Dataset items
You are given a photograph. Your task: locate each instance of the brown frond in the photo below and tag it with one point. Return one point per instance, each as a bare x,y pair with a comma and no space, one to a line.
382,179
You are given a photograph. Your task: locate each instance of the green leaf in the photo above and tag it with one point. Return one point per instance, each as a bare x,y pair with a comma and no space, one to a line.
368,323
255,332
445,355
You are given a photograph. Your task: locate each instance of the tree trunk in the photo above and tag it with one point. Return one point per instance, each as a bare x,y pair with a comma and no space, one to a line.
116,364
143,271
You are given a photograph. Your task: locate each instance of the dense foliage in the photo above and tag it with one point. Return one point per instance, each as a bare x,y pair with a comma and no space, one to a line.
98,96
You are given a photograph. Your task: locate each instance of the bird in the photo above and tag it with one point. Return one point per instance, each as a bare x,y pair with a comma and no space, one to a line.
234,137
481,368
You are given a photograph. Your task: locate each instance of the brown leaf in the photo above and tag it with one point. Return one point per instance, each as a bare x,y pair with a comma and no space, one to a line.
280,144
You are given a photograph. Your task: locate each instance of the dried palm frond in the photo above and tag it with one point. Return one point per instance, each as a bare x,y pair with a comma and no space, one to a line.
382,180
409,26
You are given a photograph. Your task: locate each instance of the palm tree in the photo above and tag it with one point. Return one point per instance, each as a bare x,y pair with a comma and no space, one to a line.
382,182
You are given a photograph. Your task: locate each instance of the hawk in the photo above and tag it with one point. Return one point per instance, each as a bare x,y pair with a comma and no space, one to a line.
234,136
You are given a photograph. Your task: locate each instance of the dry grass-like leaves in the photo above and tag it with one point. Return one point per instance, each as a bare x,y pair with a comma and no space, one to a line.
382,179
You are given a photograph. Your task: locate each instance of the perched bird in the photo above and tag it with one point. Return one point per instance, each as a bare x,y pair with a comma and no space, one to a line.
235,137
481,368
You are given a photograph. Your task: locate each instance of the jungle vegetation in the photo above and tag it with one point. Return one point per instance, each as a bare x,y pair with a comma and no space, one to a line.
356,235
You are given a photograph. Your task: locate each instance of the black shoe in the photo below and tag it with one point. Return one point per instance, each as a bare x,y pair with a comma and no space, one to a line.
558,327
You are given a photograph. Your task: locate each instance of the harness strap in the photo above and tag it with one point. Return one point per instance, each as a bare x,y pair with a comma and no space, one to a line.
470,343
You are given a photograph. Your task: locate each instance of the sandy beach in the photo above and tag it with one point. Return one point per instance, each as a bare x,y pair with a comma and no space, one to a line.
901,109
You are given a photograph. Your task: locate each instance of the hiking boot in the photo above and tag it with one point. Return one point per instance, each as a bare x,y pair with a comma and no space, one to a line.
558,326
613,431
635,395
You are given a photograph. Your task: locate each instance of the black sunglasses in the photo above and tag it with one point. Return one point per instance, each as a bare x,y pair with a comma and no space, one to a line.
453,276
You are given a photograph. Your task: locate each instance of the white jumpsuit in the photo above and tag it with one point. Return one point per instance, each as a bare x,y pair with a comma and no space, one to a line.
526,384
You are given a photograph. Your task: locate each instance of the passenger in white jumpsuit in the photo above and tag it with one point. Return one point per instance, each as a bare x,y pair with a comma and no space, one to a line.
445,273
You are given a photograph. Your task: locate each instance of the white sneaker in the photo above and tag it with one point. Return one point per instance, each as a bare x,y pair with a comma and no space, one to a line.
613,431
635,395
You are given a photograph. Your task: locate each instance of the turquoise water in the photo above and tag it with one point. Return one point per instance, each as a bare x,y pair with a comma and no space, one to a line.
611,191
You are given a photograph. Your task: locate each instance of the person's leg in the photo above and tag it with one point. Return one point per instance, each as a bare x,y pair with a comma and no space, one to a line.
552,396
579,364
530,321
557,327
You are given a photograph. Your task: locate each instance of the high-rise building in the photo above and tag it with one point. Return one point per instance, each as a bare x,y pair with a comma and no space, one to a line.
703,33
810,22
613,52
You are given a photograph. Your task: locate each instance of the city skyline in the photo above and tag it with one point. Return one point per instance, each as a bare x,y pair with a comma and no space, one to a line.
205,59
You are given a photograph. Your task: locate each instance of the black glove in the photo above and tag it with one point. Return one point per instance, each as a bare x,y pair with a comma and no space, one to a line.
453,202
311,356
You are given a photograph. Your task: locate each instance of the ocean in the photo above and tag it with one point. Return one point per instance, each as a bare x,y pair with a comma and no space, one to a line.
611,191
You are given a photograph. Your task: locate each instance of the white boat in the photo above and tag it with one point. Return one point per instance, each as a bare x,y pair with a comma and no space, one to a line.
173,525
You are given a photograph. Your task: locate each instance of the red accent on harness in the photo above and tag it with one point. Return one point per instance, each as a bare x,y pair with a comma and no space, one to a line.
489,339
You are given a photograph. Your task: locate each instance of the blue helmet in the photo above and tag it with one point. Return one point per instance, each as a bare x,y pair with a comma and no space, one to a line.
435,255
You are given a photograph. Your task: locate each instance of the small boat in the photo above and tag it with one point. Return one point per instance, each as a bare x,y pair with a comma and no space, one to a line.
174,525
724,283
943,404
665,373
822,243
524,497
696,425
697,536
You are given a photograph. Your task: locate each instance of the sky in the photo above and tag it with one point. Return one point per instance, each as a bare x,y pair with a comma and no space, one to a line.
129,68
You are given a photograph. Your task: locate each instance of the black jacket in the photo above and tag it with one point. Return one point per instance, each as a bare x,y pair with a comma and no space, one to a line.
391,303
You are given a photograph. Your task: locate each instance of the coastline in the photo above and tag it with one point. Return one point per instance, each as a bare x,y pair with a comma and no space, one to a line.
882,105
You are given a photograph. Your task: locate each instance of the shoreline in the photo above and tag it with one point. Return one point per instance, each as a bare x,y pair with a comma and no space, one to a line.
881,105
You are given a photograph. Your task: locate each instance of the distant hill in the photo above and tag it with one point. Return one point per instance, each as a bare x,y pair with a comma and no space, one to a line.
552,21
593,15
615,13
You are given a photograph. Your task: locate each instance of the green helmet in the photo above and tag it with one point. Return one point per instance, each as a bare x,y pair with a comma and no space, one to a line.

Problem requirements: Every entry should be printed again exactly as it stands.

Worked solution:
You are given a photograph. Your task: locate each instance of the brown frond in the photo below and tag it with one point. Return one point per instance, each as a bare x,y pair with a comma and no space, one to a line.
382,179
You are given a photograph. Your task: locate each instance of the green leaf in the photo above and tag it with one point. Return one point per instance, each as a bare x,y pair with a comma and no space, one to a line.
368,323
255,332
445,355
You are given a photograph. Your task: locate each instance of the tree trunk in the photo above and tag it with one point. Return one point per instance, each as a bare x,y pair with a comma and no space, one to a line.
116,364
143,271
You are given a photograph. Your task: locate each instance of the dense foliage in the photo above and tag it with one point. Return one point per instance, each as a bare x,y pair with a comma and no space, one to a line.
98,96
You are given a photograph. Your task: locate each instance of the bird in the photo above and tag it with one point. Return one point per instance, each as a bare x,y pair with a comma and no space, one to a line.
234,137
481,368
You are given a photograph. Your task: locate each instance of the brown leaf in the photo above and tag it with one point. Return one point per instance, each as a bare x,y pair with a comma and no space, one to a line.
280,144
You are given a photograph. Your task: locate each instance of the dried palm frond in the photo above and tag it with one point. Return one point per instance, each as a bare x,y pair with a comma and no space, one to a line.
382,180
409,26
You are given a photograph. Your task: locate each instance of the palm tree in the photo above and tag it with one point. Return one point per instance, each as a bare x,y pair with a comma and no space, one to a line.
382,182
You are given a photograph. Your task: locate each instance of the hawk in the photo above and tag it with one point. Return one point per instance, each as a bare x,y pair with a comma and no space, one to a line.
234,136
You are given a photograph. Your task: locate each instance of the dry grass-like leaves in the photo above and tag it with one point. Return one point per instance, each as a bare x,y pair with a comma and no space, one to a line.
382,179
You are given a photograph. Your task: locate each instance of the perched bird in the photo above and tag it with one point. Return one point per instance, each as a bare x,y pair with a comma and no space, one to a line.
235,137
481,368
You are given a photograph. Your task: locate each instance of the jungle vegetation in the photo above and tag it with one point. Return one point per instance, each as a bare x,y pair with a comma and no space, one to a line.
356,235
You are given a photograph. Your task: locate each instance of the black shoe in the photo below and tag it with one point. Return one point per instance, each as a bare x,y pair with a comma and no space, one to a line.
558,327
You are given a photograph. Your task: locate each instance of the harness strap in the photo above and tag it with one point. Return one point per instance, each as a bare x,y pair with a comma and no space, one to a line.
470,343
You are given a photograph. Your task: locate each instance of the sandy beach in the photo above and tag it with one point. Return one point per instance, each as a bare x,y pair with a comma and no space, one to a line.
901,109
You are given a photograph. Your task: locate each instance of the hiking boot in the photo above and tag it with one point. Return one point per instance, each as a bare x,y pair with a comma and no space, one to a line.
558,326
613,431
635,395
You are given a photograph. Your task: locate each instance of the black sunglasses in the photo above and tag it with one point. Return one point per instance, each as a bare x,y pair with a comma and no space, one to a line.
453,276
You are given a photograph. Your task: locate each instance of the white jumpsuit in the photo above and tag it with one point. Return one point per instance, each as a bare x,y pair with a comma and no space, one to a line.
526,384
You are given a photograph. Your task: locate each instance of the passenger in white jumpsuit in the photo above and tag it with one point. Return one point per instance, each as a bare x,y pair with a comma and no space, one to a line.
445,273
You are given a photograph. Your task: locate each instance of the white sneaker in the photo above and tag it with one point. Return one point per instance, each as a bare x,y pair with a comma and no space, one to a line.
613,431
635,395
You are given a photograph. Your task: locate each instance of the turquoise water in the photo above and tag it with one point. Return one point per instance, each as a bare x,y pair with a comma and no space, one to a line.
611,191
You are given a photograph. Your task: locate each instance of the person's leg in the photo above and tag it with one point. Return one point per instance, each as a bare x,y pair with a comma and no space, one to a line.
552,396
579,364
530,321
557,327
You are given a photograph. Your task: locate each instance of the high-rise building in the photo above and tag it with one point. Return one point per instance, each as a bare x,y pair with a comma and no space, one to a line.
703,33
810,22
613,52
You are given a photograph. Your task: locate each instance of the city skyline in the photo above and tag it with one point. Return one point per instance, each as a bare x,y pair with a comma and no space, one to a line.
205,59
You are given a photograph. Your task: locate each instance of the black glove in the photo above and tag it with one point. Return one point per instance, each as a bare x,y pair with a comma and no space, one to a line.
453,202
311,356
You are given a photograph. Your task: locate each instance of the ocean in the photo above and tag it with one point. Return one point per instance, each as a bare x,y pair with a comma and no space, one to a line.
611,191
You are given a photograph. Your task: locate each instance of the white boat in the photo above and tag it with one point. Return one point per instance, each as a bare x,y pair with a comma and no space, one to a line.
173,525
You are given a photograph. Your task: locate each instance of the red accent on harness in the photo above and tag it with one point. Return one point per instance, each as a bare x,y pair with a comma and no space, one to a line.
489,339
You are given a photograph. Your task: locate each instance of the blue helmet in the photo above and tag it with one point. Return one point per instance, each as a bare x,y pair with a comma and no space, one to a line.
435,255
You are given a photograph. Your task: locate each instance of the small boat in the photo above and tag it with one point. Return one point per instance, each as a bare x,y pair with a comma and no space, one to a line.
174,525
724,283
943,404
665,373
822,243
524,497
696,425
697,536
You are given a photograph. Your task: locate each instance of the sky in the photo above and tag it with one point. Return one point per instance, each as a bare x,y pair with a comma and no space, one to a line.
129,68
You are given a photograph. Your task: locate each instance of the black jacket in the photo above and tag it with one point. Return one point per instance, each as a bare x,y pair with a comma and no space, one to a line.
391,303
You are given a photograph. Your task: locate each instance of the coastline in the photo above and tag it with one point. Return one point per instance, each as a bare x,y pair with a comma and no space, one to a line.
882,105
You are given a photograph. Your task: locate each instance of the shoreline in the photo above and tag it with one point. Return one point per instance, each as a bare x,y pair with a comma and no space, one to a line.
881,105
You are given a photograph. Your task: locate each instance of the distant hill in the photo above and tag it with one point. Return one point per instance, each as a bare x,y pair with a comma and no space, one to a line.
552,21
593,15
615,13
You are given a photograph. Your task: locate each instance of the green helmet in the photo above and tag it with one point. Return one point per instance, each as a bare x,y pair with a comma and no space, one to a line.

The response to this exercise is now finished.